## start

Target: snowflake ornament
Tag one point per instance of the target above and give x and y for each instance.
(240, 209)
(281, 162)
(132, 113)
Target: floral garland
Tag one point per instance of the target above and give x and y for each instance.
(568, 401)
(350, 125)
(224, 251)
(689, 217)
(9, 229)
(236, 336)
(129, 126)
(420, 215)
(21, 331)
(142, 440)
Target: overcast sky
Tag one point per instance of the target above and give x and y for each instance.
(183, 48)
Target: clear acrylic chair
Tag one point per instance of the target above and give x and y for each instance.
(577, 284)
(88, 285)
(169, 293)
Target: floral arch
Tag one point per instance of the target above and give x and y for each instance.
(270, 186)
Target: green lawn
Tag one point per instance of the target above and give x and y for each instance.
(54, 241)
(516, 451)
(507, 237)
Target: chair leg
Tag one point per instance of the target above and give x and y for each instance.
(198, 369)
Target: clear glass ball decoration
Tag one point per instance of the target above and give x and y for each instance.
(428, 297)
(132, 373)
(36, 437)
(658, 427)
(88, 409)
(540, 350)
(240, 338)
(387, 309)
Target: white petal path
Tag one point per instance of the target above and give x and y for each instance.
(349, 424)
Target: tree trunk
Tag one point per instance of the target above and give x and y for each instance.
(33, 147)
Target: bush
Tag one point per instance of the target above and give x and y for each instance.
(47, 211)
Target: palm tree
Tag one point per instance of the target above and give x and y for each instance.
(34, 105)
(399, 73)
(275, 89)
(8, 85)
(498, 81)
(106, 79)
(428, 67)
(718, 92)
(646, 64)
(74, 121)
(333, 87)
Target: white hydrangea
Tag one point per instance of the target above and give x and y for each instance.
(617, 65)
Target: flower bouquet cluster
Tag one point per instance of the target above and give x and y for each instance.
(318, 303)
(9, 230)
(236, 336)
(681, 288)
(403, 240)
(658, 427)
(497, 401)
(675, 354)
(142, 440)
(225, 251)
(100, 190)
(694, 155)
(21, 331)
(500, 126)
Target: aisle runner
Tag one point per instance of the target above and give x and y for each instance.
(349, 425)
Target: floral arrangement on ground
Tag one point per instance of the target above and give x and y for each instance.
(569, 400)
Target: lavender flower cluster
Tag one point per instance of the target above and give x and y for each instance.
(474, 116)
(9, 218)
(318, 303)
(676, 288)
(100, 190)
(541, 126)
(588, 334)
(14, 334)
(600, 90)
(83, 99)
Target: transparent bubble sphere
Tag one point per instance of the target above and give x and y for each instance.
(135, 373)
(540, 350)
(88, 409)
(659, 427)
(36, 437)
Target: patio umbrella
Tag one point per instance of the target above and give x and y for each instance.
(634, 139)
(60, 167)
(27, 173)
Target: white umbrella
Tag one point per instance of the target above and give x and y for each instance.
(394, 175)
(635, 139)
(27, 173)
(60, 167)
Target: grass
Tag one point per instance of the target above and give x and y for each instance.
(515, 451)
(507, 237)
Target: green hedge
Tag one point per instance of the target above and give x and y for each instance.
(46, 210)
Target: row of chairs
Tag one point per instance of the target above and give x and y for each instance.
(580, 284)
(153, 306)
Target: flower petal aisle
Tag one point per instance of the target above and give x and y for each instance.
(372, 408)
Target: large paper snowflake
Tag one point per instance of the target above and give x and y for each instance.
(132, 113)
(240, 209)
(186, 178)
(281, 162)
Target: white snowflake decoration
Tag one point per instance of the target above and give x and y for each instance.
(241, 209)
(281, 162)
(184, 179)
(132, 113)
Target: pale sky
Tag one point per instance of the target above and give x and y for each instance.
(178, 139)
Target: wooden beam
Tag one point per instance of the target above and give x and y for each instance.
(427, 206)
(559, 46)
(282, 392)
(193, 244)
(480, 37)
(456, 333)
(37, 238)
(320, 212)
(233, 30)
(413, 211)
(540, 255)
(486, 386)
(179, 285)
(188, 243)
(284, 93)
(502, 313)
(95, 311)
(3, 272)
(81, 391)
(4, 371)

## end

** TASK OBJECTIVE **
From the records above, please extract every line and repeat it exactly.

** IN RESPONSE **
Target: snowflake ornament
Tag one point per instance of the target above and give x and y for each instance.
(240, 209)
(281, 162)
(132, 113)
Target: floral garland
Tag one point per instance of the target above and give x and y for each instance.
(568, 401)
(350, 125)
(224, 251)
(689, 217)
(9, 229)
(236, 336)
(129, 126)
(420, 215)
(21, 331)
(142, 440)
Target: overcast sky
Tag one point per instance of the target above and give x and y for each instance.
(183, 48)
Target: clear acrylic chair
Tag one point per instance of the target above and give x and y for each instance.
(577, 284)
(88, 285)
(169, 293)
Target: floral arch
Tag one point per instance of the target above and give x and y for each instance.
(270, 186)
Target: green lawn
Tag one point per instance of the target above and give x and y for each instance.
(54, 241)
(516, 451)
(507, 237)
Target: chair leg
Tag one point per instance of the target above and give x and y for each instance.
(198, 369)
Target: clear glass ball decoration
Tag one point per instance of the target above and give x and y for each instance.
(428, 297)
(132, 373)
(36, 437)
(658, 427)
(88, 409)
(540, 350)
(240, 338)
(387, 309)
Target: white petal path
Tag one point per instance of the target above and give x and y for each instance.
(349, 424)
Target: tree trunk
Tag one point per instance of the target above and give x and y for each instance.
(33, 147)
Target: bush
Tag one point per instance of the target above and give x and y for each instance.
(47, 211)
Target: palm tree
Tag one point per instance of the target above and give x and y for each instance.
(34, 105)
(399, 73)
(275, 89)
(8, 85)
(498, 81)
(106, 79)
(428, 67)
(718, 92)
(646, 64)
(74, 121)
(333, 87)
Target: white hydrangea
Tag one point per instance of the target above and give x and y for each instance.
(617, 65)
Target: flower bouquet cluster
Tag one point per instance of the target above and give x and y for each instance.
(318, 303)
(9, 230)
(236, 336)
(681, 288)
(403, 240)
(658, 427)
(497, 401)
(675, 354)
(142, 440)
(225, 251)
(100, 190)
(694, 155)
(21, 331)
(500, 126)
Target: aisle runner
Tag one point per instance of the target above and give x and y for each instance.
(349, 425)
Target: floral arrangement on ground
Tag one point per instance of the target above and give x and y for each instance.
(569, 400)
Target: lavender flower cluster
Tag one point per instance of the target above and give x and y for each instance.
(474, 116)
(9, 218)
(318, 303)
(676, 288)
(100, 190)
(541, 126)
(588, 334)
(14, 334)
(600, 90)
(83, 99)
Target: transparent bubble sphere
Tag one point per instance of the target above and give x and y for each instance.
(135, 373)
(540, 350)
(88, 409)
(659, 427)
(36, 437)
Target: patio umbrella
Tag one point per instance of the target above and give x and y for each instance.
(634, 139)
(60, 167)
(27, 173)
Target: white umbrella
Tag one point per instance of the target above and give x and y for each instance.
(394, 175)
(635, 139)
(27, 173)
(60, 167)
Target: grass
Tag one point per instance of the target above and give x and y for each instance.
(515, 451)
(507, 237)
Target: green hedge
Tag one point per instance of the target above and give x and y for each instance.
(46, 210)
Target: row of chairs
Tag one point per instance of the target above and give x and y for each instance.
(580, 284)
(153, 306)
Target: flower petal aisle
Tag one point per instance of the target above and give x and y for each instance.
(372, 408)
Target: large paper snowflake
Tag one point per instance of the target above and give x and y for each instance.
(132, 113)
(240, 209)
(186, 178)
(281, 162)
Target: white snowflake decoration
Tag one point per instance of the target above and give x and y for each instance.
(241, 209)
(281, 162)
(184, 179)
(132, 113)
Target: pale sky
Tag one point per instance of the target above and give x and y for each instance.
(178, 139)
Target: wooden beam
Tag one point per instance of the target above and give x and y for each instance.
(427, 206)
(559, 46)
(282, 392)
(193, 244)
(480, 37)
(456, 333)
(37, 238)
(320, 212)
(233, 30)
(413, 211)
(540, 255)
(486, 386)
(179, 285)
(188, 243)
(284, 93)
(502, 313)
(95, 311)
(3, 272)
(81, 391)
(4, 371)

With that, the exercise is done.